Exercise requirements
Copy everything from the line containing "Every instance of the potted" down to the end of the records, keeping each line exactly the same.

########################################

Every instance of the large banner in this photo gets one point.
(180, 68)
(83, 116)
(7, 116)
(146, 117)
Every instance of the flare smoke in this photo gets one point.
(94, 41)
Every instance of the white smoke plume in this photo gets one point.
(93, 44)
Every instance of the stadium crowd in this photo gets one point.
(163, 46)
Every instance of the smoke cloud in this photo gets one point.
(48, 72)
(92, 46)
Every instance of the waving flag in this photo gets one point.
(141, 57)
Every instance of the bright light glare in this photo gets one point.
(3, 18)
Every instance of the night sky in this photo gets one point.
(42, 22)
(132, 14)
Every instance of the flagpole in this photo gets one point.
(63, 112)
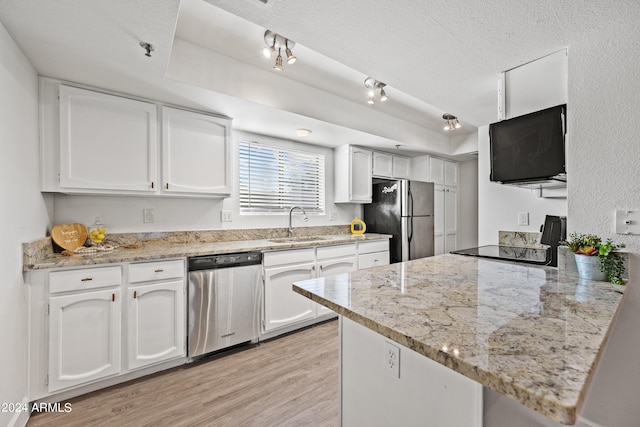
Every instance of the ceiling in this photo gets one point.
(434, 56)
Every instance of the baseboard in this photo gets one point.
(20, 418)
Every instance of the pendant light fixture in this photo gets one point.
(275, 42)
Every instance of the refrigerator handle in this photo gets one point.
(410, 203)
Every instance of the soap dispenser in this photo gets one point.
(358, 226)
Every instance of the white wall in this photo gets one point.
(498, 205)
(467, 204)
(123, 214)
(23, 216)
(602, 164)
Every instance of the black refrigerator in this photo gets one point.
(404, 209)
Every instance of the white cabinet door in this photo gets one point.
(195, 153)
(436, 170)
(352, 175)
(84, 337)
(401, 167)
(450, 218)
(155, 323)
(382, 165)
(107, 143)
(282, 306)
(450, 173)
(438, 218)
(361, 179)
(330, 267)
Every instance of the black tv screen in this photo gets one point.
(529, 147)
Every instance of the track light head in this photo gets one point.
(278, 65)
(383, 95)
(372, 84)
(451, 122)
(275, 42)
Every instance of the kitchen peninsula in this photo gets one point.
(530, 333)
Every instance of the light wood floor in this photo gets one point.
(288, 381)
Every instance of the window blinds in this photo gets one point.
(272, 180)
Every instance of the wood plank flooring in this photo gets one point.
(287, 381)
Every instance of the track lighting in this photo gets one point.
(275, 42)
(373, 85)
(148, 47)
(290, 57)
(451, 122)
(278, 65)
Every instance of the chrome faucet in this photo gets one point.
(305, 218)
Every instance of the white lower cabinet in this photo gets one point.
(84, 337)
(332, 260)
(373, 254)
(282, 306)
(418, 392)
(92, 327)
(286, 310)
(155, 323)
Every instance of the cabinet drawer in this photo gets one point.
(374, 259)
(157, 270)
(289, 257)
(373, 246)
(86, 278)
(336, 251)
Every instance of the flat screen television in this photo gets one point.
(529, 148)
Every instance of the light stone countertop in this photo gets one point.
(528, 332)
(163, 249)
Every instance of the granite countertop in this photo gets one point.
(528, 332)
(167, 248)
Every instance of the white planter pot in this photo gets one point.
(589, 267)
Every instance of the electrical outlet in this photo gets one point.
(148, 216)
(392, 359)
(523, 218)
(226, 216)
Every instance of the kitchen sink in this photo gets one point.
(297, 239)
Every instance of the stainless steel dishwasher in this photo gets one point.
(224, 301)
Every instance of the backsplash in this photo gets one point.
(520, 238)
(32, 251)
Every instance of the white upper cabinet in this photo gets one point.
(390, 166)
(106, 142)
(382, 165)
(401, 167)
(450, 173)
(195, 153)
(436, 169)
(352, 174)
(97, 143)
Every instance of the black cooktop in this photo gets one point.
(538, 256)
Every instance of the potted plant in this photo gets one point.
(596, 260)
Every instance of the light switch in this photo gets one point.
(627, 221)
(523, 218)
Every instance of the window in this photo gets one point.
(272, 180)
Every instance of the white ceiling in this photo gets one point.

########################################

Written answer
Every instance of the potted plant in this photo gets one point.
(596, 260)
Every instance of the light switch in this photo gets one point.
(627, 221)
(523, 218)
Every instance of the window in this photo gets one point.
(272, 180)
Every instance of the white ceiling in this photo gets one point.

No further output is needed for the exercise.